- Reading text:
# Download and prepare NGram Data

!<br>To use Googles fast Internet, upload the notebook to google colab and run the cell below to connect google drive

In [1]:
import googleapiclient
import pydrive
from pydrive.auth import GoogleAuth
from pydrive.drive import GoogleDrive
from google.colab import auth
from google.colab import drive
from oauth2client.client import GoogleCredentials
from os import chdir

TARGET_DIR = 'PATH'

auth.authenticate_user()
gauth = GoogleAuth()
gauth.credentials = GoogleCredentials.get_application_default()
my_drive = GoogleDrive(gauth)
drive.mount('/content/gdrive')
chdir(TARGET_DIR)

Mounted at /content/gdrive


## Load packages

In [2]:
from tqdm.notebook import tqdm # for ipynb
import urllib.request
import pandas as pd
import gzip
import os
import pickle
import re
from bs4 import BeautifulSoup
from datetime import datetime
import gc
import multiprocessing as mp

## Define helper functions

In [3]:
def save_obj(obj, name):  # save python objects
    with open(name, 'wb') as f:
        pickle.dump(obj, f, pickle.HIGHEST_PROTOCOL)

- What is asked:
1) Can you restate the paragraph of the notebook page beginning "To use Googles fast Internet" as a short list?
2) On the notebook page, at what path is Google Drive mounted?
The data plays no part in this.

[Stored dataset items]
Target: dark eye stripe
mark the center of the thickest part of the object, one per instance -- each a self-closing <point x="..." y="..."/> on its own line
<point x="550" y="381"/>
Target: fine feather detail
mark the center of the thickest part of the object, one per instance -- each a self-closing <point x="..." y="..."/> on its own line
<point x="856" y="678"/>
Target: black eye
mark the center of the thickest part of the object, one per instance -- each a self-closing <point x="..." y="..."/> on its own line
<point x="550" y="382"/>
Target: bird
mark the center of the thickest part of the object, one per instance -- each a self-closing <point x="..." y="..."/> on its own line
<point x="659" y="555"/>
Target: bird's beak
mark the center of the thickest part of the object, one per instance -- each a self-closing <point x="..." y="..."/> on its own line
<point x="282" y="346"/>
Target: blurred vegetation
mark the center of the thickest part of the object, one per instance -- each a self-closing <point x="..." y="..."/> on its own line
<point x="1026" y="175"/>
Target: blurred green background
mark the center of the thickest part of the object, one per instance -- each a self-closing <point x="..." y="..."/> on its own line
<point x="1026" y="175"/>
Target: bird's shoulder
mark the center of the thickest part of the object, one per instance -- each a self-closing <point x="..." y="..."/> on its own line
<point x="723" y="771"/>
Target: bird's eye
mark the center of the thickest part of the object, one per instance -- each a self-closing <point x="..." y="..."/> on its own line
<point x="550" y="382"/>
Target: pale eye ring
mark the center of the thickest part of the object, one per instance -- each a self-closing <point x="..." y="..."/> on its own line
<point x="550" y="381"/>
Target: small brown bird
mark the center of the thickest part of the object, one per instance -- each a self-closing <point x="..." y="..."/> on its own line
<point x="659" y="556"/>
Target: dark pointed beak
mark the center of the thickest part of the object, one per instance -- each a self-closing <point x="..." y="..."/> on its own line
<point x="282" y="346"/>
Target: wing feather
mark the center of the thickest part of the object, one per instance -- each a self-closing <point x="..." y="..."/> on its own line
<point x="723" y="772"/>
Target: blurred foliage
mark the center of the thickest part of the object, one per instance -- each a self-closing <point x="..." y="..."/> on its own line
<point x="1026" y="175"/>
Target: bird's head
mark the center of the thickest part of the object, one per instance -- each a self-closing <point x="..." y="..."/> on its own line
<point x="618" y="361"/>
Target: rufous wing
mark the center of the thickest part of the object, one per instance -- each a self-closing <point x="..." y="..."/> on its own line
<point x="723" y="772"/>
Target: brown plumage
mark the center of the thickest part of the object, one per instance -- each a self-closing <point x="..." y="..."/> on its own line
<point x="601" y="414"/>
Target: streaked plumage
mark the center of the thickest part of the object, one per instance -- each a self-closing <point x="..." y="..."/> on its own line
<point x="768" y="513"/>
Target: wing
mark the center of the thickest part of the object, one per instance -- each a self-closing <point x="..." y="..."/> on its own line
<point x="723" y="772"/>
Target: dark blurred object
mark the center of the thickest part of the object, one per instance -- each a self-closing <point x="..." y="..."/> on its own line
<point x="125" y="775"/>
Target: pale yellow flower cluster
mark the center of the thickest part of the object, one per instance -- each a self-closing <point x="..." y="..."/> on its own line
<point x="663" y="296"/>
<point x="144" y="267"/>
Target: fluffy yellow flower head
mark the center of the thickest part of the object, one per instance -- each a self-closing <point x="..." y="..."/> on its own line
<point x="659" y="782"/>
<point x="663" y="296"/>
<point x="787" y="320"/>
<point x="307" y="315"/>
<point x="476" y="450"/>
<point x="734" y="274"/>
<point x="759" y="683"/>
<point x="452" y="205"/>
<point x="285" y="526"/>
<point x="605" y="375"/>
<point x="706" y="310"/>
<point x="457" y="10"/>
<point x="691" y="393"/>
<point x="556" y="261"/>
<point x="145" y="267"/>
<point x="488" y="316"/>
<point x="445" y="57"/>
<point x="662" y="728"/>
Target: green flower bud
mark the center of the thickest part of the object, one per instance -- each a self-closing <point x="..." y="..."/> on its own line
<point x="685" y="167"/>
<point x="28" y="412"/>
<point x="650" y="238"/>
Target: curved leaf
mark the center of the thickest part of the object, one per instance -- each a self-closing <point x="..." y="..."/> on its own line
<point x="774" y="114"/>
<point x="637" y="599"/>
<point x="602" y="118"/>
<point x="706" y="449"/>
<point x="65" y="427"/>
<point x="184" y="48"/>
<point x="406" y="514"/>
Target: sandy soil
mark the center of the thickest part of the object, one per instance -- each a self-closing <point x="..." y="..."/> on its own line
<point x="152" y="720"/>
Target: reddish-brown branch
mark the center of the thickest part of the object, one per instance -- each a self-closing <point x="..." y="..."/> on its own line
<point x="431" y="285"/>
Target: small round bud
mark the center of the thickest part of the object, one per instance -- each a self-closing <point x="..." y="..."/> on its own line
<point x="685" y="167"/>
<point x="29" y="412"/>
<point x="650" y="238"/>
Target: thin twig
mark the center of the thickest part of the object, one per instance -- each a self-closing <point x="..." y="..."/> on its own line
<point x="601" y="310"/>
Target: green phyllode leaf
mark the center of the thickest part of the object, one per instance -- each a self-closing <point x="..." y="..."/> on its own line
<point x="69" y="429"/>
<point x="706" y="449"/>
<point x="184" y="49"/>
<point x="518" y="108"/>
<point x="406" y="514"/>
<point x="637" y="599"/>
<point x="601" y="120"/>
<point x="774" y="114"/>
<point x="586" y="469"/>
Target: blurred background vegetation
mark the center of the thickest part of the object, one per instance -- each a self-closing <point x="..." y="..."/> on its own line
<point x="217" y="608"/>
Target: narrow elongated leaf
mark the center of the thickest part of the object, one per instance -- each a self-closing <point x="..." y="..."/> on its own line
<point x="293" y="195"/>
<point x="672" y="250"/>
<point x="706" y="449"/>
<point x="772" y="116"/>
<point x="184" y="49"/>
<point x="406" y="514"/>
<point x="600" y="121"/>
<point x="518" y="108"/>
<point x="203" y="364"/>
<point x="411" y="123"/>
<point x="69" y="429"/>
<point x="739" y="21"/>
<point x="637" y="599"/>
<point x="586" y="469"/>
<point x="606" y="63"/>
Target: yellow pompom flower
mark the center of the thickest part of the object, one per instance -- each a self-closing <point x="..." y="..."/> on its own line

- Solution list:
1)
- Purpose: use Google's fast internet
- Upload the notebook to Google Colab
- Run the code that comes next to connect Google Drive

2) /content/gdrive